→ **Objective 1**
Return the passage of the drum scanner forum post starting at "Howtek D4000 level" and ending at "access by Silverfast?", copied word for word.
→ **Objective 2**
Resume the forum post about the Howtek D4000 drum scanner from the point where it stops.

Howtek D4000 level manipulation @ analog stage?

Postby zhengjdc » Sat Jun 04, 2011 9:06 am

Hi, I am currently owning a Howtek D4000 drum scanner with Silverfast Ai 6.6 and there is something puzzled me for a while, it's about the analog amp inside Howtek D4000, is it being access by Silverfast?

I have tried scanning with 48bit HDR color, which automatically turning off everything regarding color management, and got a very dark image (understandable). The following step I did is to do a level/histogram/curve adjustment inside Photoshop 5.1, however, the result seems to be very noisy, despite I was editing it with photoshop 16bit color mode.

Since the result wasn't very satisfactory, I did the other way around... I adjusted level, histogram & curve ALL inside of Silverfast, then I scanned with 48bit Color (NOT HDR), the picture looks much better than the one did with 48bit HDR Color.

[Extracted data entries]
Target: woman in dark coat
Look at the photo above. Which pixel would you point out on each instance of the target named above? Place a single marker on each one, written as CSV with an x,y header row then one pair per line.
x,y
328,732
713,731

---

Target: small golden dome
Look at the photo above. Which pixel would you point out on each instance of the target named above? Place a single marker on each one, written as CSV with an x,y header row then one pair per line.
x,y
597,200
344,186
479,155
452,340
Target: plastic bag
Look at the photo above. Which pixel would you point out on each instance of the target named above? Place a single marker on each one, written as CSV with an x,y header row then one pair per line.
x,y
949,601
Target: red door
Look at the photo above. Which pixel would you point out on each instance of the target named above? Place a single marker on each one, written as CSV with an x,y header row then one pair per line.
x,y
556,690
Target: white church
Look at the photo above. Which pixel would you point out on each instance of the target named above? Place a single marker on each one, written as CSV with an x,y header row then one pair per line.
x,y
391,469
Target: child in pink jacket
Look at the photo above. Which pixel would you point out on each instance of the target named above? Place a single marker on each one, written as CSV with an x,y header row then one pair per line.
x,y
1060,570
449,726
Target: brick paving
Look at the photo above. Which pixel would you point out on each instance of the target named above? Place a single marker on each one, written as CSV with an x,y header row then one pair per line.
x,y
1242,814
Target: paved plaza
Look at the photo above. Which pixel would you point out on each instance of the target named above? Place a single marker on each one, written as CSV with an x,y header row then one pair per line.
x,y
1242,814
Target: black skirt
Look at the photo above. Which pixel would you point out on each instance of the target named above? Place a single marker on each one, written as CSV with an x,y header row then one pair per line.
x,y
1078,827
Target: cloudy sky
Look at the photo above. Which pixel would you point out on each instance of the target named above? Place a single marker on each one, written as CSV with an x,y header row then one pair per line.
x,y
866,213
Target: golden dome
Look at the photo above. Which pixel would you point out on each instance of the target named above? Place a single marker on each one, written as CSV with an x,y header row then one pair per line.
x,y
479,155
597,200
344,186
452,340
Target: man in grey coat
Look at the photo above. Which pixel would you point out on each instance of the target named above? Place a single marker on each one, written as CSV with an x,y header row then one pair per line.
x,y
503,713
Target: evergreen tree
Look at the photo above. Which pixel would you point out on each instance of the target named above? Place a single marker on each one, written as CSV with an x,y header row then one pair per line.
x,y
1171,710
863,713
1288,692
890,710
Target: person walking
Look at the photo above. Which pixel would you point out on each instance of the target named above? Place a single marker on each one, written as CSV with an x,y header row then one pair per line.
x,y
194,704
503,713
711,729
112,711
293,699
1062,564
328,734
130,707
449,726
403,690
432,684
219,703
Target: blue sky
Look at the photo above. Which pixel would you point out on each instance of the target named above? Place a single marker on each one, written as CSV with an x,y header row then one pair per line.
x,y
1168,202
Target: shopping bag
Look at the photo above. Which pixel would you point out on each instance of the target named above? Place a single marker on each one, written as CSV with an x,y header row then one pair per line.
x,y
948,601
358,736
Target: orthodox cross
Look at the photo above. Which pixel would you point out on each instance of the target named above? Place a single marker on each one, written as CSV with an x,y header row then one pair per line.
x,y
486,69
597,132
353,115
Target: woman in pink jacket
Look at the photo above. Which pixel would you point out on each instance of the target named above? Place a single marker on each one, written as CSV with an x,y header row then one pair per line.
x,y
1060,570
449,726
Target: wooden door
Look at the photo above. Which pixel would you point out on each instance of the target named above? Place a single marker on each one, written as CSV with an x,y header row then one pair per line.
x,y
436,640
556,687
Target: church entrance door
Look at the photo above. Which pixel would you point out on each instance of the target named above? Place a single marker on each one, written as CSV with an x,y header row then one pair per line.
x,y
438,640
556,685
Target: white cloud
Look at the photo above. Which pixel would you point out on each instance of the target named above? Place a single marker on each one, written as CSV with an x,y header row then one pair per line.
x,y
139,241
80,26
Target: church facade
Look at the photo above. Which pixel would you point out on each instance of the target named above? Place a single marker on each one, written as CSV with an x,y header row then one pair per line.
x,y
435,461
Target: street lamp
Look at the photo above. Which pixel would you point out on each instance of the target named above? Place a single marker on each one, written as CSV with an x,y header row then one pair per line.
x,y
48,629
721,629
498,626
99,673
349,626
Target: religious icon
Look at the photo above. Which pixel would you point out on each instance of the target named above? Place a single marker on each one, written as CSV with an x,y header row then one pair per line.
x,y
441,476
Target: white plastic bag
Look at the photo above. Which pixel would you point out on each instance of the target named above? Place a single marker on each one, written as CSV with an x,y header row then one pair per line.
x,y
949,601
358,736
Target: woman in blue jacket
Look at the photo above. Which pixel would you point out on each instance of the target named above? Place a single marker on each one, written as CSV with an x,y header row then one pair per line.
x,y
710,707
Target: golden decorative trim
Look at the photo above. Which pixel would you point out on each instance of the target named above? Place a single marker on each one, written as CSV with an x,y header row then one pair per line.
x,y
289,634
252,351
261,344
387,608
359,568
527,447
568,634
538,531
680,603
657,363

---

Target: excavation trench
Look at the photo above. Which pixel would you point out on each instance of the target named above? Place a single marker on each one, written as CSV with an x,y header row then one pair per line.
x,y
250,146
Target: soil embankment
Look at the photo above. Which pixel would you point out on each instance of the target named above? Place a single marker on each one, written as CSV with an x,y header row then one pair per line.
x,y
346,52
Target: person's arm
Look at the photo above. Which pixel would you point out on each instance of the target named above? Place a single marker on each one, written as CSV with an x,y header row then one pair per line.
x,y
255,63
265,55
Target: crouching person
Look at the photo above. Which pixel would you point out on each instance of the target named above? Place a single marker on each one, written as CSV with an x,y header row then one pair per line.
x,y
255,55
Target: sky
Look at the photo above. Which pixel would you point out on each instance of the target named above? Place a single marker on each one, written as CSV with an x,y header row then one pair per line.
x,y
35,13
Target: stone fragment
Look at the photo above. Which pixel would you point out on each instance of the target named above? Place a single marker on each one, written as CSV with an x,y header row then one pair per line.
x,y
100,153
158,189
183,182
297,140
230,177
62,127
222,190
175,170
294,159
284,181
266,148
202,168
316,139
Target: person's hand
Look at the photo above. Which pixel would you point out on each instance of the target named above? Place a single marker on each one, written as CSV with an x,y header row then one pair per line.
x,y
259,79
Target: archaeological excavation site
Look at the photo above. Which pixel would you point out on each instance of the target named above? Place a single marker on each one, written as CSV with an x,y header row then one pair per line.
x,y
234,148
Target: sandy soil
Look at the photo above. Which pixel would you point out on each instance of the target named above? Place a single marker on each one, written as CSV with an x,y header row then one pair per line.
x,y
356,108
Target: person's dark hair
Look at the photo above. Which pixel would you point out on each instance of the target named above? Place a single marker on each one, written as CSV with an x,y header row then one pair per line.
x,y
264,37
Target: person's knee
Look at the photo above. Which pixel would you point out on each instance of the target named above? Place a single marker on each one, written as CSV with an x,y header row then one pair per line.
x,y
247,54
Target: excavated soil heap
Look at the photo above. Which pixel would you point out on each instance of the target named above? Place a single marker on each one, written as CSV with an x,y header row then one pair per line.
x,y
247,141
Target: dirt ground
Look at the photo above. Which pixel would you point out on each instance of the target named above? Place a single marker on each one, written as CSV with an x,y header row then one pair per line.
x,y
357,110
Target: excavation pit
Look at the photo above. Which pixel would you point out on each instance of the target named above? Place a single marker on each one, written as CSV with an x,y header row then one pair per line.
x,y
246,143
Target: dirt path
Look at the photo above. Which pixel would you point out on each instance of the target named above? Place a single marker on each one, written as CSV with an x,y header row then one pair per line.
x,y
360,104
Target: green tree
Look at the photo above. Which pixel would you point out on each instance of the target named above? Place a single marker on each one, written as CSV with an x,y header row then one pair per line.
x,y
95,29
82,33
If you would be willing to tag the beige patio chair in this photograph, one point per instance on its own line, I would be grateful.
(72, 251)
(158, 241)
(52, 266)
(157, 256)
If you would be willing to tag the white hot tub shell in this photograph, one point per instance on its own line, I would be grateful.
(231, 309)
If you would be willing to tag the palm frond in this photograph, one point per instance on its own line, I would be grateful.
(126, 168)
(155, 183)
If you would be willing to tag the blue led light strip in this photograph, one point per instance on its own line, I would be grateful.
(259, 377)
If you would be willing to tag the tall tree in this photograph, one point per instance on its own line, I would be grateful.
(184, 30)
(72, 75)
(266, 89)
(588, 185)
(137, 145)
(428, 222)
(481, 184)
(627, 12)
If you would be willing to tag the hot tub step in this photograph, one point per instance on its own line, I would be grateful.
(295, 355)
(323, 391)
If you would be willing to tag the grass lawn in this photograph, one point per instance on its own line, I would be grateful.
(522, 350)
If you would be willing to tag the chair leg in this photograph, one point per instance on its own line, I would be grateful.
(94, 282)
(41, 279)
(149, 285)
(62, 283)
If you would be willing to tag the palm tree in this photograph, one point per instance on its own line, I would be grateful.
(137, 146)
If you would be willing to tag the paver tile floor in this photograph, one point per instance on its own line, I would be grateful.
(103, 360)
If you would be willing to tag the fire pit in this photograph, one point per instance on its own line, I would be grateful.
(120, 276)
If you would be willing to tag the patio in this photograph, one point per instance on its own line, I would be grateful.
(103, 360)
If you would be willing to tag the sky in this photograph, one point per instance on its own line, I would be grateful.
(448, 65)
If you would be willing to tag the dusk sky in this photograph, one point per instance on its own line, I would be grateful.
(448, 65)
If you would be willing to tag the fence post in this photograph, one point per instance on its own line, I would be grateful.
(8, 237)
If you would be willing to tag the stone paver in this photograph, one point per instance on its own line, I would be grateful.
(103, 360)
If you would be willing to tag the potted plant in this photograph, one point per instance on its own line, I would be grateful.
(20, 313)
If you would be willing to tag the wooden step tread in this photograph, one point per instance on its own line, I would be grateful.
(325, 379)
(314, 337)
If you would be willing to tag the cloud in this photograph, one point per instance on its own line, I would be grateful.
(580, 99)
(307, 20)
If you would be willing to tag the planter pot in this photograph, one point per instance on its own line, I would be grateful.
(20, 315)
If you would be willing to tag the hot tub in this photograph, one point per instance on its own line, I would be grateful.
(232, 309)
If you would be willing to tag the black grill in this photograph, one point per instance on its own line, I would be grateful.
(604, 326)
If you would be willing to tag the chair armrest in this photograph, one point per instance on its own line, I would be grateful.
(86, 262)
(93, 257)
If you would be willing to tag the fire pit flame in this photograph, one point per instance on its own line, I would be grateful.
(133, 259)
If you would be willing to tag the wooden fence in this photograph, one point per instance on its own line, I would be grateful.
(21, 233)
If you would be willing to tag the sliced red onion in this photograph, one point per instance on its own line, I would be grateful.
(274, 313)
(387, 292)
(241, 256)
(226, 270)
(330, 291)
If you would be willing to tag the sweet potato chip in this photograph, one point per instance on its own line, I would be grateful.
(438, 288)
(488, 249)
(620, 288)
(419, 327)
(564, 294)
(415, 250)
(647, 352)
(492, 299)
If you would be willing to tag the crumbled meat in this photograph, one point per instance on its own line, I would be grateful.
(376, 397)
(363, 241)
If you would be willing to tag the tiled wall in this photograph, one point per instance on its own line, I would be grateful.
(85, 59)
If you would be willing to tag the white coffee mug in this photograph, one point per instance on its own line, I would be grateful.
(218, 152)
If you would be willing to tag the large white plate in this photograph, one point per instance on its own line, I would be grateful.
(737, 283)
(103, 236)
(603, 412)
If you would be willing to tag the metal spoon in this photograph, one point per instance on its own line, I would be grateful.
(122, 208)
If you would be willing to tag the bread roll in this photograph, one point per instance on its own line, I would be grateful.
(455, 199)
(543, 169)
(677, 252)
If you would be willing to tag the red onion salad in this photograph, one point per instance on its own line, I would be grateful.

→ **Response 1**
Howtek D4000 level manipulation @ analog stage?

Postby zhengjdc » Sat Jun 04, 2011 9:06 am

Hi, I am currently owning a Howtek D4000 drum scanner with Silverfast Ai 6.6 and there is something puzzled me for a while, it's about the analog amp inside Howtek D4000, is it being access by Silverfast?

→ **Response 2**
This just puzzled me... as I presumed, Silverfast did all these Histogram/level/curve adjustment all at digital level, so theoretically, the result should be NO different than doing such adjustments inside Photoshop, but the result spoke otherwise. Thus I can only assume that Silverfast indeed did all these level settings at analog stage, for my particular scanner--- Howtek D4000, it did all these at the Log amp stage (before A/D conversion took place).

Can someone confirm me this?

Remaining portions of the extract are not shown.